What you are asked to do:
Identify each line of the records below that contains the word "speech" and copy every one of those lines.

[Excerpts from a point labeling dataset]

:::

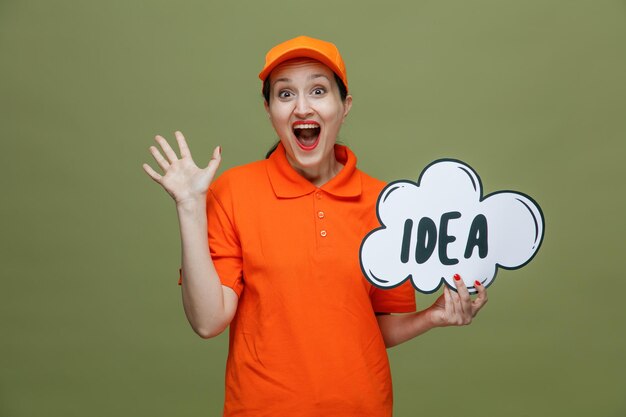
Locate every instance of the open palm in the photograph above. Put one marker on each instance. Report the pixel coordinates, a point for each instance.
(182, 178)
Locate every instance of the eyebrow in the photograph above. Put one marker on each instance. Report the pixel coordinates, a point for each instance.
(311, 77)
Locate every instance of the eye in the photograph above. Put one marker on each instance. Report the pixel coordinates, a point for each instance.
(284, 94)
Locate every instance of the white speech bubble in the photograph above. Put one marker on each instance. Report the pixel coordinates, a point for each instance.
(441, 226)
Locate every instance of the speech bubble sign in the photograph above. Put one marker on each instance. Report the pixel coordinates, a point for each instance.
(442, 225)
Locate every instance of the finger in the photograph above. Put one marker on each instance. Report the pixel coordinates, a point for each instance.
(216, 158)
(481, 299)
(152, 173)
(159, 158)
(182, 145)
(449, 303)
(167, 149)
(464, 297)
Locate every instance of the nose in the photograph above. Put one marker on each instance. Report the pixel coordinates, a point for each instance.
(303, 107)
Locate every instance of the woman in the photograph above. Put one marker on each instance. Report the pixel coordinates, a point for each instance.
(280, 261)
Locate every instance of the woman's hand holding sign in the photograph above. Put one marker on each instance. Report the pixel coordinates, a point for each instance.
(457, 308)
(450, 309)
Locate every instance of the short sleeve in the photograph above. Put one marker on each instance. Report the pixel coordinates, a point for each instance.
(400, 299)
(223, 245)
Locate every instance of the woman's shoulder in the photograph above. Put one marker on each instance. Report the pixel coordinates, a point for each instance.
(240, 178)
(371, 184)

:::

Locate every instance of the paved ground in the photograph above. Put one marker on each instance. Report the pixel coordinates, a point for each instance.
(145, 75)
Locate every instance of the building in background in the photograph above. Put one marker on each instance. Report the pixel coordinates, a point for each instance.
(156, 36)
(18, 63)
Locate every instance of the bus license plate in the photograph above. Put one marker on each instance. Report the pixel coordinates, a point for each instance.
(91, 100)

:::

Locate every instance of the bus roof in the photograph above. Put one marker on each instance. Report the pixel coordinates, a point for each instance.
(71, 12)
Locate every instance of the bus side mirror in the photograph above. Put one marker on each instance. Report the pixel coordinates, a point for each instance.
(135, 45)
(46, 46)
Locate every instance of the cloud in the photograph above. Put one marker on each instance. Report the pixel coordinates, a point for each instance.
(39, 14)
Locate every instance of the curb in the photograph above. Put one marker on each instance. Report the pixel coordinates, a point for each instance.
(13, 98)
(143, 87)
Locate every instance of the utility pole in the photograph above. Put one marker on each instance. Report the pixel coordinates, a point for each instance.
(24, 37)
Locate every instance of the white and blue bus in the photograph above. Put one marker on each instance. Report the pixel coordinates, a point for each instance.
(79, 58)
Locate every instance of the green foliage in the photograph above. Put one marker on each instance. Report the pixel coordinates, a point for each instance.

:::

Task solution:
Locate every instance of the white speech bubble in the photograph above. Put one marker on each instance. Report the pixel coordinates, a point for each instance.
Locate every instance of the speech bubble sign in the photograph above. Put one marker on each instance. Report the pixel coordinates, a point for each instance.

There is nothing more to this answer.